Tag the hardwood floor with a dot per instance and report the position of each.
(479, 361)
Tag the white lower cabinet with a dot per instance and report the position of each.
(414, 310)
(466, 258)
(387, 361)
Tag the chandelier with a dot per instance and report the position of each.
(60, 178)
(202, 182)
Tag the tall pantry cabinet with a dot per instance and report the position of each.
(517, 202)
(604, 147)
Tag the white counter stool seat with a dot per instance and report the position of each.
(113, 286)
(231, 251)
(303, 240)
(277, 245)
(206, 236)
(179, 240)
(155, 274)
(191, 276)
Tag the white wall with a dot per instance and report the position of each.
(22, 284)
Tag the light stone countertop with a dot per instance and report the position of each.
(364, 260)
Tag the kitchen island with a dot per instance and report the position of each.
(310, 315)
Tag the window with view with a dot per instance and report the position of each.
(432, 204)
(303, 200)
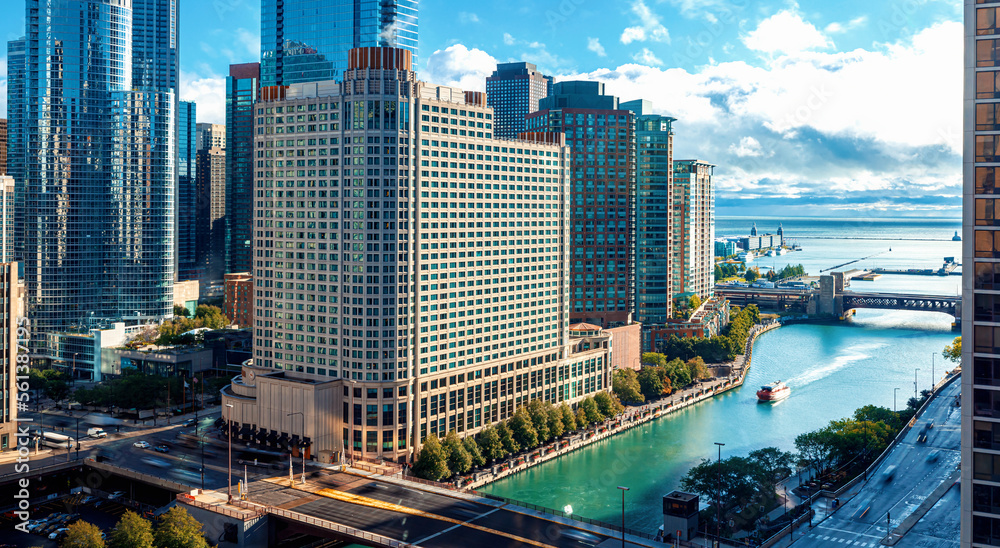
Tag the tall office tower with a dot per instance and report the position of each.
(693, 249)
(410, 273)
(13, 294)
(513, 90)
(654, 289)
(242, 87)
(602, 136)
(99, 109)
(980, 517)
(8, 212)
(210, 136)
(3, 146)
(16, 134)
(187, 268)
(210, 215)
(308, 40)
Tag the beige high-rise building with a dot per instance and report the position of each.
(410, 270)
(13, 307)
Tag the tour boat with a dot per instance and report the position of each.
(773, 392)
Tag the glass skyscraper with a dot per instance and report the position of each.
(187, 146)
(99, 110)
(308, 40)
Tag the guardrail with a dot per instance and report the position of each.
(379, 540)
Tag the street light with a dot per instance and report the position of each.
(229, 438)
(623, 513)
(718, 493)
(301, 447)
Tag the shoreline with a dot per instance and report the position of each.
(630, 418)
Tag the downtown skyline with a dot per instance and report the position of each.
(806, 119)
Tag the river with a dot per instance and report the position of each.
(832, 370)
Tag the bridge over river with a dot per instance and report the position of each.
(831, 299)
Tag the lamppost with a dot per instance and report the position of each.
(718, 493)
(301, 445)
(623, 513)
(229, 437)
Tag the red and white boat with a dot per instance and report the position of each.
(775, 391)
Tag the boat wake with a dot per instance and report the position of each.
(852, 354)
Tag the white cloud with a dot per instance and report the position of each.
(649, 27)
(840, 28)
(459, 66)
(786, 32)
(834, 126)
(209, 92)
(647, 57)
(594, 45)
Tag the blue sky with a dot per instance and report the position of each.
(810, 108)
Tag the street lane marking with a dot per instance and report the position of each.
(373, 503)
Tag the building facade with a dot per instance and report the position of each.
(187, 196)
(980, 509)
(309, 41)
(99, 189)
(13, 311)
(210, 214)
(655, 213)
(17, 138)
(514, 90)
(239, 298)
(602, 173)
(242, 88)
(693, 229)
(411, 273)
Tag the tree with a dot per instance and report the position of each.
(626, 386)
(132, 531)
(472, 448)
(556, 427)
(507, 438)
(458, 459)
(432, 462)
(608, 404)
(83, 535)
(523, 430)
(569, 419)
(490, 445)
(592, 414)
(650, 383)
(177, 529)
(539, 413)
(953, 351)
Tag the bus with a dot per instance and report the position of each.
(51, 439)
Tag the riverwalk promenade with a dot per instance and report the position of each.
(631, 417)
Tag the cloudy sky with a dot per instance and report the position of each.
(810, 108)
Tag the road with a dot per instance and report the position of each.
(920, 468)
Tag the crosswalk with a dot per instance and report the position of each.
(828, 539)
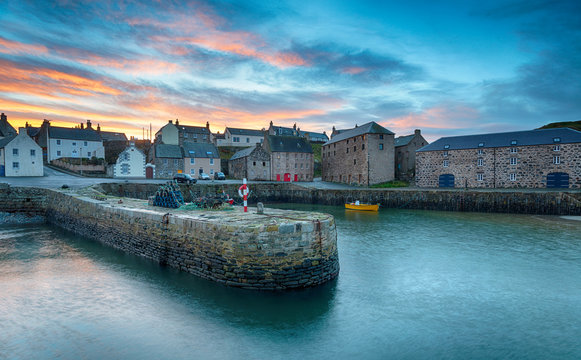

┄┄┄┄┄┄┄┄┄┄┄┄┄┄┄┄┄┄┄┄

* _Task brief_
How many lines of the listing above contain the string "tall", with case counting? Reply with the number alone.

* _Exercise solution_
2